Tasks and exercises:
A) In the transcript about package readme files, where in the fit parser readme did the speaker spot a mention of Garmin?
B) Locate every line of the records that contains the string "format" and copy each one.

Which, yeah, I mean, open source funding, we could talk for hours on open source funding is,

I think it's something we both have lots of thoughts on. But I'm glad to see any kind of

initiative like this to help. And this one does look good. Yeah, let's see what comes of it.

Yeah, absolutely. Before we get on to recommendations this week, there's just a

little kind of public service announcement that I want to make, which is, as I was looking through

all of the packages to, you know, figure out what I was going to talk about this week.

There's a common problem, and I'm finally going to talk about it, which is

readme file. So as you as you've, you've made this new package, you've created something that

you're very passionate about, and you want to tell the world about it. So you write your readme file.

And of course, as the package author, you're very familiar with the subject matter

area. And so you start writing, and it's very easy to assume a lot of knowledge that the people

reading it might not have. And I see this problem all the time in terms of package readmes. And I

came across one, this is not part of the picks for this week. But I will mention this one package,

because it was, I think it was a great example of this. And it was a package called fit parser,

F-I-T parser, which has a great readme file. And it explains exactly how to use the package. And it

tells you how to import it. And it tells you how to add it to your dependencies, and all the rest

of it. But it doesn't tell you what these fit files that it's dealing with are. And only at the

very bottom of the readme file, did I spot a mention of Garmin. And it turns out that these

fit files are Garmin kind of workout data, or root data, or something like that. But we get into the

bottom of a, you know, 500,000 word, sorry, 500 or 1000 word readme to figure that out. And I thought

it was just worth mentioning that, that try and read your readme file from the perspective of

someone who has absolutely no domain knowledge at all, before, before publishing a package,

because I'm not sure whether I would have picked this to read, but there's a good chance that I

wouldn't, that most people wouldn't even have got to the bottom of the readme file, they would have

just moved on. Yeah, I was actually going to do a conference talk once I even started to write it,

but I forget why the conference, I think the conference was postponed or cancelled or

something like that. And I was going to talk about readme files for open source projects,

and relate it to kind of marketing your app to the public. Because what you're actually doing

with the readme file is you're marketing your package to developers. And so there's a whole

load of similarities between what you need to do to get a successful app marketed to people

in the real world on the App Store, and what you need to do to do that for developers on the Swift

Package Index. Maybe I'll resurrect that conference talk and do it at some conference sometime,

because I think there's a lot to be, there's a lot that could be improved in that area.

Data listing:
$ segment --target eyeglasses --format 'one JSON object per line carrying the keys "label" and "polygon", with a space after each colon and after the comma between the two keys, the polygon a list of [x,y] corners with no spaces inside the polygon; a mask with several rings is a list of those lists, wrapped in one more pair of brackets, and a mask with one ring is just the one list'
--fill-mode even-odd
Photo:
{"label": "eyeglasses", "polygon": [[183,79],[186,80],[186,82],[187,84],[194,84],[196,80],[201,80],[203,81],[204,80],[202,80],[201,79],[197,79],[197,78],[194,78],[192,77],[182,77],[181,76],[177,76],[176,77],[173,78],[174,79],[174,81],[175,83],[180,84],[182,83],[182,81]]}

==

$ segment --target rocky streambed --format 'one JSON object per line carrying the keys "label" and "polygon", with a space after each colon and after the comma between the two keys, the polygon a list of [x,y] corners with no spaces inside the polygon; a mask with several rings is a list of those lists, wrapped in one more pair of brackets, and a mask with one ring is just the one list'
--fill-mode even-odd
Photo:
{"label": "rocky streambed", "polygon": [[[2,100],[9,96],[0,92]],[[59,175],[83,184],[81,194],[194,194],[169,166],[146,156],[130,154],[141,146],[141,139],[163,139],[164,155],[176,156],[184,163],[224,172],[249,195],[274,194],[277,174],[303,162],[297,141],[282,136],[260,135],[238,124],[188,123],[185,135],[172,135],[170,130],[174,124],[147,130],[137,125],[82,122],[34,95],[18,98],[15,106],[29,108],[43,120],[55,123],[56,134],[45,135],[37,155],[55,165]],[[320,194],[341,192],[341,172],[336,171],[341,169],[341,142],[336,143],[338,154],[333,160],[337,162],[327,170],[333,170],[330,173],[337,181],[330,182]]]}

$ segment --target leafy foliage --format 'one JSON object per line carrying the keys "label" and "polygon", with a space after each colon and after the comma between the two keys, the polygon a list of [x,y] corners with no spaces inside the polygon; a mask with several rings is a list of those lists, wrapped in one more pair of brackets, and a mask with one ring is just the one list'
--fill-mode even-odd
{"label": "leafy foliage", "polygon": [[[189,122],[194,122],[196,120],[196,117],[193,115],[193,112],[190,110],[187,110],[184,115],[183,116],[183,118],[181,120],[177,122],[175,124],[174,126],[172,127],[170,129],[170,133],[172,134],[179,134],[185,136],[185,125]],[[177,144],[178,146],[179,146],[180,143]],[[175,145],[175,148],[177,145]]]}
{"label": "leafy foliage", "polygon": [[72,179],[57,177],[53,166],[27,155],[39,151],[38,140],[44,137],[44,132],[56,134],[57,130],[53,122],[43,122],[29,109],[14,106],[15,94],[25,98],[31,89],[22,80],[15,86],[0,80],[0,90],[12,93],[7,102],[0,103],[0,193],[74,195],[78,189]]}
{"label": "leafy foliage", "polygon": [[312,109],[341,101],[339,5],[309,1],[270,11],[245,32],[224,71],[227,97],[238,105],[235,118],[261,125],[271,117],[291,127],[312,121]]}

* * *

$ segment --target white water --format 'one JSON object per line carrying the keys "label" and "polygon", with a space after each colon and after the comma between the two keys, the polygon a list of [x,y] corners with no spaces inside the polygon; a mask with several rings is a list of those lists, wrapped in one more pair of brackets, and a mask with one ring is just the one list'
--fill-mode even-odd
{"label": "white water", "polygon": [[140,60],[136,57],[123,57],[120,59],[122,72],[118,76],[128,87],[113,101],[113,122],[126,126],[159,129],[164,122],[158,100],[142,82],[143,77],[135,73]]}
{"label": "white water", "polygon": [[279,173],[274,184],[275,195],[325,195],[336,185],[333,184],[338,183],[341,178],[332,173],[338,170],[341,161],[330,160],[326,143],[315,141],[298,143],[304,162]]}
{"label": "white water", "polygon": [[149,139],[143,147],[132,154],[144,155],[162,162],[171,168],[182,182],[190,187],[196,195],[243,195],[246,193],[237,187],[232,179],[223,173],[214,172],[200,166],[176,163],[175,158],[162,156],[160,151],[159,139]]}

The replies:
A) At the very bottom of the readme file.

B)
$ segment --target eyeglasses --format 'one JSON object per line carrying the keys "label" and "polygon", with a space after each colon and after the comma between the two keys, the polygon a list of [x,y] corners with no spaces inside the polygon; a mask with several rings is a list of those lists, wrapped in one more pair of brackets, and a mask with one ring is just the one list'
$ segment --target rocky streambed --format 'one JSON object per line carrying the keys "label" and "polygon", with a space after each colon and after the comma between the two keys, the polygon a list of [x,y] corners with no spaces inside the polygon; a mask with several rings is a list of those lists, wrapped in one more pair of brackets, and a mask with one ring is just the one list'
$ segment --target leafy foliage --format 'one JSON object per line carrying the keys "label" and "polygon", with a space after each colon and after the comma between the two keys, the polygon a list of [x,y] corners with no spaces inside the polygon; a mask with several rings is a list of those lists, wrapped in one more pair of brackets, and a mask with one ring is just the one list'
$ segment --target white water --format 'one JSON object per line carrying the keys "label" and "polygon", with a space after each colon and after the comma between the two keys, the polygon a list of [x,y] corners with no spaces inside the polygon; a mask with several rings is a list of those lists, wrapped in one more pair of brackets, and a mask with one ring is just the one list'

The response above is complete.